--- Start Text passage ---

Calculate the mass of Fe(OH)3 s) produced by mixing 50.0 mL of 0.153 M KOH (aq) and 25.0 mL of 0.255 M Fe(NO3)3 (aq), and the number of moles of the excess reactant remaining in solution.

This is a limiting reagent (LR) problem. You know that because an amount is given for both reactants.
3KOH + Fe(NO3)3 ==> Fe(OH)3 + 3KNO3

mols KOH = M x L = ?
mols Fe(NO3)3 = M x L = ?

Using the coefficients in the balanced equation, convert mols KOH to mols Fe(OH)3.
Do the same to convert mols Fe(NO3)3 to mols Fe(OH)3.

--- End Text passage ---
--- Start Items ---

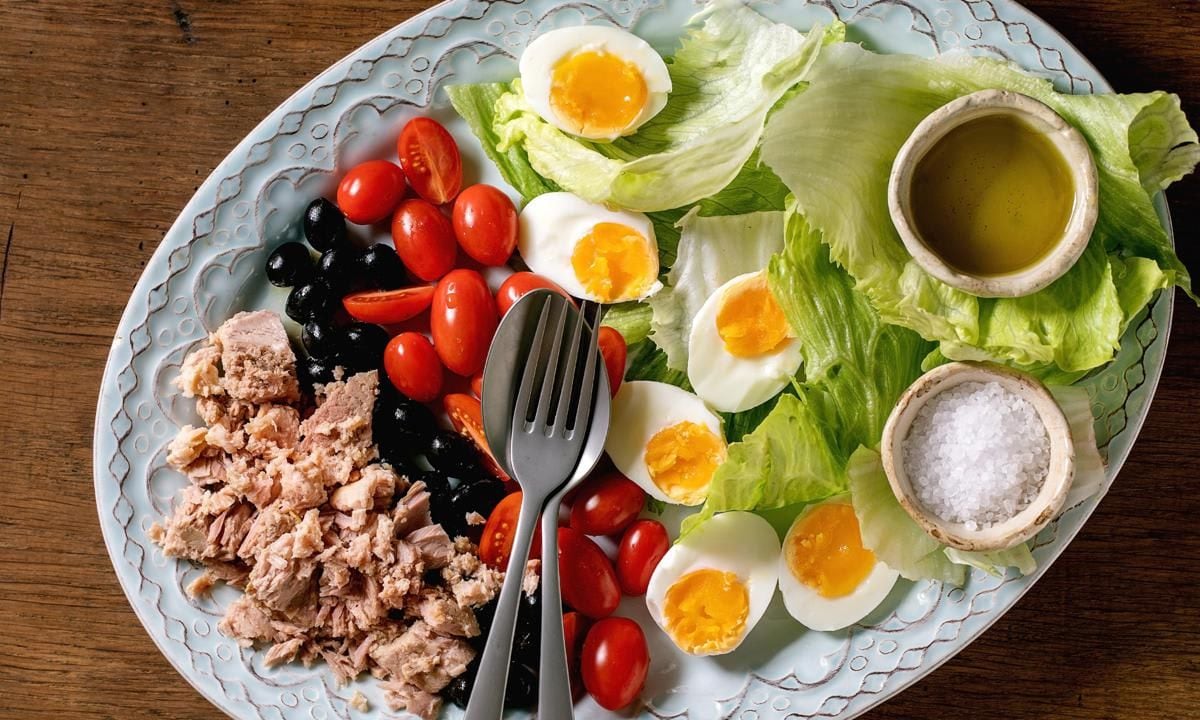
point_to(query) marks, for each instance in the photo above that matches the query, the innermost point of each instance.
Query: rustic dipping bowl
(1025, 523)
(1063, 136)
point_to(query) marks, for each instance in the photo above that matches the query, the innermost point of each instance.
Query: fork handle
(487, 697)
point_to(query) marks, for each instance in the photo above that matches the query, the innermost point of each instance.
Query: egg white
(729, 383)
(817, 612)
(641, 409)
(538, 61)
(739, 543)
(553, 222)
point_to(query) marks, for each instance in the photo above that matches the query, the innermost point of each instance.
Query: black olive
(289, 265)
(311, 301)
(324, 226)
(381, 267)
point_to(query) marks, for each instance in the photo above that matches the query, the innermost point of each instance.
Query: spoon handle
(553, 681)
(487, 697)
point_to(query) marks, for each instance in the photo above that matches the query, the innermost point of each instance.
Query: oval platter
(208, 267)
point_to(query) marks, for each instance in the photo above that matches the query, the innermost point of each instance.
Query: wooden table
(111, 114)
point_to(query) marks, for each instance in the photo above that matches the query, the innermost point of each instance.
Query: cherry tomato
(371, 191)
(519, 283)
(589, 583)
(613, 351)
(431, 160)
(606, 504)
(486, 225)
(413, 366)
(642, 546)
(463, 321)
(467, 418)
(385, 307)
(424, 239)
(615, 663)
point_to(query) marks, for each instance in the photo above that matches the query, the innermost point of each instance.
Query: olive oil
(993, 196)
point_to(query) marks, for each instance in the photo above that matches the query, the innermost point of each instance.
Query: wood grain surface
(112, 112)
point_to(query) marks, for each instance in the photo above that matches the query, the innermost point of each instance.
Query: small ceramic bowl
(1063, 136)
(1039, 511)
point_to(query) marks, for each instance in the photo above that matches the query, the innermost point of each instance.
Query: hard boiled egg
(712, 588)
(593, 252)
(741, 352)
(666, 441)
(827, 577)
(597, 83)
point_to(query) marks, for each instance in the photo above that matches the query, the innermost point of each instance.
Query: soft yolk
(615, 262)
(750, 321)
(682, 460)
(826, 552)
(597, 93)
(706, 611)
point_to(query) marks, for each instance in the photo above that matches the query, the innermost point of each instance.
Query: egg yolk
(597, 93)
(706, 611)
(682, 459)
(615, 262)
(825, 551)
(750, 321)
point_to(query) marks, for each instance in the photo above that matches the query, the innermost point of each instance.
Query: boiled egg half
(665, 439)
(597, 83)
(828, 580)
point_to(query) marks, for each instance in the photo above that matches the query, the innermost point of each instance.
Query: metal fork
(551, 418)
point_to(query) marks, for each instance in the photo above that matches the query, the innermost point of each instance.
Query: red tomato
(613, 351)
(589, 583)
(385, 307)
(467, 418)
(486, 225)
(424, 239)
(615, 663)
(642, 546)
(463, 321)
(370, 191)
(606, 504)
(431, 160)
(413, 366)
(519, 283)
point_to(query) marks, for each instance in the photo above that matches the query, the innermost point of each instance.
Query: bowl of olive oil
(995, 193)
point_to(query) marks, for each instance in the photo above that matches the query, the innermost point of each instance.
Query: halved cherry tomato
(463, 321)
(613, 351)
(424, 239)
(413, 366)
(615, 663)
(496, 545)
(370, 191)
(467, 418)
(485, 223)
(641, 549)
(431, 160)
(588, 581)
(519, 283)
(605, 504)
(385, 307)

--- End Items ---

| Exercise instructions |
1. From the balanced equation in the limiting reagent problem, list every chemical formula.
2. Write what comes next in the limiting reagent problem, starting after its last sentence.

| Per-task outputs |
1. KOH, Fe(NO3)3, Fe(OH)3, KNO3

2.
It is likely that these two values for Fe(OH)3 will not agree which means one of them is not right; the correct value in LR problems is ALWAYS the smaller value and the reagent responsible for that smaller number is the LR. (The other (excess) reagent I will call the ER.)

To fine grams Fe(OH)3 it is grams = mols Fe(OH)3 x molar mass Fe(OH)3.

Now to find mols of ER. That is convert mols of LR used (all of it) to mols ER used. Then mols ER remaining = initial mols ER - mols ER used = ?